# EXERCISE PROMPT:
The response should be a precise copy of every entry.

# DATA TO EXAMINE:
▬▬▬▬▬▬
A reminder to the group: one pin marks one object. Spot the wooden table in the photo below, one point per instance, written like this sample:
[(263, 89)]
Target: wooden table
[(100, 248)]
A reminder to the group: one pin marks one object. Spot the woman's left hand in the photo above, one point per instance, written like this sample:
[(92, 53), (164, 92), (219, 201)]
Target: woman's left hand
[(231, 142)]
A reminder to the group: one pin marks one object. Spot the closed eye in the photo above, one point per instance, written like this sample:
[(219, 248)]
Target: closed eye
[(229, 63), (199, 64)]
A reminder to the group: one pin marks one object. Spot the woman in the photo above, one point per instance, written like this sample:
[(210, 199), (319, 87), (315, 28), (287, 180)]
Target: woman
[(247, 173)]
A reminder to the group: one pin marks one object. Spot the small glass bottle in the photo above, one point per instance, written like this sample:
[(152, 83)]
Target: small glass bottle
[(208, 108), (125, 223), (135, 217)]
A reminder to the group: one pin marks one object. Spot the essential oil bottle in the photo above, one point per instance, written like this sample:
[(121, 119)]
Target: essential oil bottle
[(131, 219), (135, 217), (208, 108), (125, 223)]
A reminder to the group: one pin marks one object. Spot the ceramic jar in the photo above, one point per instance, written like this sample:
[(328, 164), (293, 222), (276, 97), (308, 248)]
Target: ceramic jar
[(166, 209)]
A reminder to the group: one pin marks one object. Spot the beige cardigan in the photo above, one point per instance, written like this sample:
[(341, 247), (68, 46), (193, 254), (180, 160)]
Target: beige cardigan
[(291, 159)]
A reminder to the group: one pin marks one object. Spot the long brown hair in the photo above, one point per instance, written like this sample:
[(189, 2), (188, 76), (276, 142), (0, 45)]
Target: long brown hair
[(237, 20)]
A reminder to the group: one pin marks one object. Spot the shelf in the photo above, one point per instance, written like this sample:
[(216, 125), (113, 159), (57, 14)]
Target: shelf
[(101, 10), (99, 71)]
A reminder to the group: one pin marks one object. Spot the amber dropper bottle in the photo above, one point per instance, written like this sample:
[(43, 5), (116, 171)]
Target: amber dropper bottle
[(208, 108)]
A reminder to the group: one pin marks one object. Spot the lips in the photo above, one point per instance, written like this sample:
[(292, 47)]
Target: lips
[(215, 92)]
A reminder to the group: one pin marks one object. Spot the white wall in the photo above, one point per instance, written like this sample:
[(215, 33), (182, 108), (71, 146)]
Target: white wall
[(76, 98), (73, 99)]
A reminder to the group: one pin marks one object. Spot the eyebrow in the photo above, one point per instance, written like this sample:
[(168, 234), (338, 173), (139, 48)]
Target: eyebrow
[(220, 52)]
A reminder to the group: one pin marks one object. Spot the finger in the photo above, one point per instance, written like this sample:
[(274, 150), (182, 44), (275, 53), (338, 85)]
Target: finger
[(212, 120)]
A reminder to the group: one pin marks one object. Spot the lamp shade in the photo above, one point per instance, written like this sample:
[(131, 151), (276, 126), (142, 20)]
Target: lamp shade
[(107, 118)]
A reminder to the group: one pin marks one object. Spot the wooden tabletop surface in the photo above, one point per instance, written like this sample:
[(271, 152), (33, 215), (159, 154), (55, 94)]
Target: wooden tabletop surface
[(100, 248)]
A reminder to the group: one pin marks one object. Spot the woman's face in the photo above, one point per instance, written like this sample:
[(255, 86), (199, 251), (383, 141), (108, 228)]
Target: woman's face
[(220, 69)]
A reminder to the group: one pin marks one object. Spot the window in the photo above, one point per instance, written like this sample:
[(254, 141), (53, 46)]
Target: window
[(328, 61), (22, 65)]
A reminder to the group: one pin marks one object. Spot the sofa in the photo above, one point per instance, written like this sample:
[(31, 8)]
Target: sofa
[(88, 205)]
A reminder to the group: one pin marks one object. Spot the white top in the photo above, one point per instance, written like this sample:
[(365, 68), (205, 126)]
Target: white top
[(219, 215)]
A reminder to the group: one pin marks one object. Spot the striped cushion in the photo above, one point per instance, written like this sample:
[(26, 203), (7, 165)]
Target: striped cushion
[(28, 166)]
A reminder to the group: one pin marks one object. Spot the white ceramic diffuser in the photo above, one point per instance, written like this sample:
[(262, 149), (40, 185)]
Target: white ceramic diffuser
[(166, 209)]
▬▬▬▬▬▬
# REPLY TO THE EXERCISE:
A reminder to the group: one pin marks one object. Spot the wooden table in the photo below, one point per instance, written like this sample:
[(263, 89)]
Target: wooden table
[(100, 248)]
A reminder to the group: one pin marks one object. Spot the woman's left hand in the photo above, one point per instance, written like this sample:
[(92, 53), (164, 92), (219, 201)]
Target: woman's left hand
[(231, 142)]
A reminder to the group: one pin marks one object. Spot the closed eye in the photo above, one point per instance, written like this sample:
[(219, 248)]
Target: closed eye
[(229, 63), (199, 64)]
A reminder to the group: one pin marks one object. Spot the woman in the photo above, one point per instance, written like this sample:
[(210, 199), (319, 87), (315, 28), (287, 180)]
Target: woman
[(247, 173)]
A reminder to the group: one pin marks one object. Spot the small glass bottle in the photo above, one point per instance, written like this sample:
[(152, 83)]
Target: small glass bottle
[(208, 108), (125, 223), (135, 217)]
A reminder to the group: one pin marks one object. Spot the essential oil bottle in the photo above, one point per instance, written like this sample:
[(121, 119)]
Target: essential oil bottle
[(131, 219), (135, 217), (208, 108), (125, 223)]
A reminder to the group: one pin marks one object. Spot the ceramic jar in the photo above, one point per instance, written like this sample:
[(328, 164), (293, 222), (276, 97), (308, 248)]
Target: ceramic jar
[(166, 209)]
A reminder to the group: one pin marks one object. Spot the beige cardigan in the photo above, one point per instance, written like this sample:
[(341, 247), (68, 46), (193, 254), (180, 160)]
Target: beige cardigan
[(291, 159)]
A reminder to the group: one pin marks one object. Spot the long brown hair in the photo above, one point per instance, written like this sample:
[(189, 2), (188, 76), (276, 142), (0, 45)]
Target: long brown hair
[(237, 20)]
A reminder to the group: one pin marks one object. Spot the shelf in the photo above, one point per instance, written like this sample:
[(216, 125), (113, 159), (57, 14)]
Target: shelf
[(101, 10), (99, 71)]
A reminder to the group: one pin marks one object. Spot the amber dropper bottle in the photo above, one point per instance, written like this sample:
[(43, 5), (116, 171)]
Target: amber dropper bottle
[(208, 108)]
A reminder to the group: one pin marks one object. Spot the lips in the photo above, one point per instance, written like this sample:
[(292, 47)]
Target: lips
[(215, 92)]
A reminder to the group: one pin marks one object. Spot the white wall in the photo above, one point per instance, written like this sample:
[(215, 33), (182, 108), (71, 146)]
Target: white wall
[(76, 98), (73, 99)]
A reminder to the group: one pin marks one object. Spot the eyebrow in the photo above, one point per instance, written like this sample:
[(168, 234), (338, 173), (139, 48)]
Target: eyebrow
[(220, 52)]
A reminder to the group: one pin marks one object. Spot the finger in the photo above, one point per instance, written like this sample:
[(274, 150), (182, 44), (275, 53), (338, 85)]
Target: finger
[(212, 120)]
A reminder to the group: one pin marks one object. Spot the lamp shade in the photo above, one point per instance, written like this sample:
[(131, 151), (276, 126), (142, 20)]
Target: lamp shade
[(107, 118)]
A reminder to the group: one pin marks one object. Spot the wooden tabletop surface in the photo above, one point per instance, written like this sample:
[(271, 152), (33, 215), (159, 154), (55, 94)]
Target: wooden tabletop surface
[(100, 248)]
A reminder to the group: one pin marks one object. Spot the woman's face in the photo above, one point per instance, written like this sample:
[(255, 86), (199, 251), (383, 141), (108, 228)]
Target: woman's face
[(220, 69)]
A reminder to the group: one pin marks one object. Spot the window in the photo above, one point per instance, written like this sample:
[(254, 141), (53, 46)]
Target: window
[(328, 61), (22, 65)]
A reminder to the group: one pin marks one object. Spot the sofa in the photo above, one point per instance, written like this sample:
[(31, 8)]
Target: sofa
[(88, 205)]
A reminder to the group: one pin marks one object. Spot the white top in the photo above, one point per instance, written like this sample:
[(365, 68), (205, 126)]
Target: white top
[(219, 215)]
A reminder to the group: one pin marks one object. Spot the striped cushion in the photo above, one point per instance, written like this sample:
[(26, 203), (7, 165)]
Target: striped cushion
[(28, 166)]
A reminder to the group: one pin marks one object. Spot the white ceramic diffuser in the photo above, one point per instance, written like this sample:
[(262, 149), (40, 185)]
Target: white ceramic diffuser
[(166, 209)]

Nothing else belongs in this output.